* [Exercise description]:
Each record should appear again in the response exactly as it does in the original.

==== Material supplied ====

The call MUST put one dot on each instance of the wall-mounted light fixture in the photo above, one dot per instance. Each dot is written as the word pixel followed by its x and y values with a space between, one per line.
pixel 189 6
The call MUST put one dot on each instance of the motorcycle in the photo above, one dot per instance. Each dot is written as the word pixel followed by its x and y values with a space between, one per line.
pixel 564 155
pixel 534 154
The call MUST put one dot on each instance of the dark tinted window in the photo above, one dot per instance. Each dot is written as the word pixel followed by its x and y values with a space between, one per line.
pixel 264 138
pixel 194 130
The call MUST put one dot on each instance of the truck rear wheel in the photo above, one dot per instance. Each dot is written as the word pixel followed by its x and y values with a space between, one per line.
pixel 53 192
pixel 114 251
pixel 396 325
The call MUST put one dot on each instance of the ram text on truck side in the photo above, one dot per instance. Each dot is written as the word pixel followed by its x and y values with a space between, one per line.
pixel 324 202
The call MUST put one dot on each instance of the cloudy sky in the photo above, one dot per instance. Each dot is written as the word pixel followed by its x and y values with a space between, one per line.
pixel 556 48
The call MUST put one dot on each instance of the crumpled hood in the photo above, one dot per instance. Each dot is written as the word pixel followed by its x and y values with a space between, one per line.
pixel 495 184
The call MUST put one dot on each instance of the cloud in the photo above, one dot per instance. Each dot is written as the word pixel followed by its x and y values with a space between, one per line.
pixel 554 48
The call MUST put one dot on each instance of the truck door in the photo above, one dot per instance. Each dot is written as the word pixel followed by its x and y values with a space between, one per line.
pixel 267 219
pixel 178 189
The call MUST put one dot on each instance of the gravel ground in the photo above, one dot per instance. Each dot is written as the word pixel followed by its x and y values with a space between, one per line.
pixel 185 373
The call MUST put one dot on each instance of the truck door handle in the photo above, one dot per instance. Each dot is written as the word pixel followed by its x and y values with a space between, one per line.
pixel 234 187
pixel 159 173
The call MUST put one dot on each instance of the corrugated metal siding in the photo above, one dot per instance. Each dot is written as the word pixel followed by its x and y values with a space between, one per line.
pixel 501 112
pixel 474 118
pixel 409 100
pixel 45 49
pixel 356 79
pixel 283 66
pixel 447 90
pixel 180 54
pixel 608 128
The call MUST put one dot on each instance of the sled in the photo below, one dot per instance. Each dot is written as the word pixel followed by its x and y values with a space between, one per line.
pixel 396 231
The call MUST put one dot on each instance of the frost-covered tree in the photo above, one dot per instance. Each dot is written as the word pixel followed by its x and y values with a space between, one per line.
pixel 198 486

====

* [Solved problem]:
The call MUST put one dot on each instance of the wall-mounted light fixture in the photo above, one dot per instance. Each dot is written as the word pixel followed by its x and y values with a space between, one per line.
pixel 189 6
The call MUST put one dot on each instance of the motorcycle in the photo above, one dot per instance. Each dot is written as the word pixel followed by its x and y values with a space between, one per line.
pixel 564 155
pixel 534 154
The call MUST put one dot on each instance of the dark tinted window in the photo above, one dot per instance. Each dot is written as the word pixel followed by its x and y values with a space between, one per line.
pixel 264 138
pixel 194 130
The call MUST put one dot on each instance of the truck rear wheel in the photo above, one dot per instance. Each dot is written as the word pixel followed by its x and y values with a space between, one per line.
pixel 53 192
pixel 114 251
pixel 396 325
The call MUST put one dot on each instance of the ram text on truck side in the photo above, one dot per instance. Each dot is written as the word pixel followed by its x and y values with a space between, one per line.
pixel 324 202
The call MUST put one dot on each instance of the cloudy sky in the photo above, one dot per instance. Each dot is written as the word pixel followed by its x and y values with a space between, one per line.
pixel 556 48
The call MUST put one dot on each instance of the crumpled hood in the photo above, one dot per instance. Each dot is written as the word pixel followed by its x and y values with a space between, one per line.
pixel 495 184
The call MUST put one dot on each instance of the cloud in the photo above, one dot per instance. Each dot is written as the word pixel followed by its x and y values with a space between, one per line.
pixel 554 48
The call MUST put one dot on each instance of the truck door in the photo above, one dot per instance. Each dot is written as the word pixel followed by its x and y values with a space between, one per line.
pixel 267 219
pixel 178 189
The call MUST put one dot on each instance of the gravel ground in the photo above, one dot per instance. Each dot is written as the word pixel followed by its x and y values with a space between, one per line.
pixel 185 373
The call MUST put one dot on each instance of the truck door handle in the photo above, one dot per instance. Each dot is written as the word pixel followed by its x and y values with a space between, one per line.
pixel 234 187
pixel 159 173
The call MUST put one dot on each instance of the corrugated metal siding in the photo above, one dot per instance. Each dot is written as the word pixel followed by its x and y values with a space between, one per line.
pixel 501 112
pixel 474 118
pixel 409 100
pixel 45 49
pixel 356 79
pixel 283 66
pixel 447 90
pixel 180 54
pixel 608 128
The call MUST put one dot on each instance of the sled in the photo below, one dot per instance. Each dot is written as the word pixel followed by its x and y values with a space between, one per line.
pixel 396 231
The call MUST put one dot on each instance of the frost-covered tree in the photo above, one dot per instance. Each dot is written as the word pixel followed by its x and y values with a space between, one per line.
pixel 198 486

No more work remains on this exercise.